• [Activity] Your answer should consist of the listing, repeated exactly.

• [Given entries]
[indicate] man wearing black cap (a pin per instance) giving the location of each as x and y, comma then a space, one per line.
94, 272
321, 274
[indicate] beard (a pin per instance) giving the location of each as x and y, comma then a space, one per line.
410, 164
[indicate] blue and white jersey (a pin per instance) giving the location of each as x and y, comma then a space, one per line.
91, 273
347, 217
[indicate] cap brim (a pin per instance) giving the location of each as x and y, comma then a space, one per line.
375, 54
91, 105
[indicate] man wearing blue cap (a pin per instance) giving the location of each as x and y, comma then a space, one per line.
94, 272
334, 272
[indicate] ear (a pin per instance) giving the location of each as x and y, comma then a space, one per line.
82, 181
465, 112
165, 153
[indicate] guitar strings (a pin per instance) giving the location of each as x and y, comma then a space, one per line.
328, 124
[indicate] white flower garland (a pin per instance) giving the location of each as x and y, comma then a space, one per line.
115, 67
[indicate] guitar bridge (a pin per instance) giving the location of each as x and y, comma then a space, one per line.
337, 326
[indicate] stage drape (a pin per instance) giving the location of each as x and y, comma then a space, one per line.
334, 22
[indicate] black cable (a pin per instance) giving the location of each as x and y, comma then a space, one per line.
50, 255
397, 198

• [Answer to the exercise]
[indicate] man wearing black cap (a pin per instance) giving the location of each as x and y, comma then a space, one per line.
94, 272
321, 274
[indicate] beard (a pin per instance) giving the location of each as x and y, comma then a space, one per line.
410, 164
[indicate] blue and white jersey (a pin per instance) giving the location of each as x and y, comma then a space, one per line.
91, 273
347, 217
[indicate] cap brim (a pin per instance) giving the location of each as x and y, comma then a space, one per line.
375, 54
91, 105
[indicate] man wearing blue cap (a pin per instance) giving the location of each as x and y, comma then a space, one per line.
94, 272
334, 272
[indicate] ear (a pin per instance) giving the location of each as x and y, comma then a space, one per line.
82, 181
465, 112
165, 153
[indicate] guitar strings (a pin per instance) giving the location of each as x and y, comma then a space, one per line.
328, 124
[indicate] white flower garland (a pin per instance) giving the location of each as x and y, comma then a space, one per line.
115, 67
[indicate] guitar bridge (a pin per instance) giving the location of each as x and y, comma then a space, one per line.
337, 326
[indicate] stage drape (a pin per instance) giving the location of each as x and y, comma then a space, one per line.
334, 22
[indicate] black cable (a pin per instance) giving the location of each as x and y, comma then a space, one per line.
50, 255
397, 198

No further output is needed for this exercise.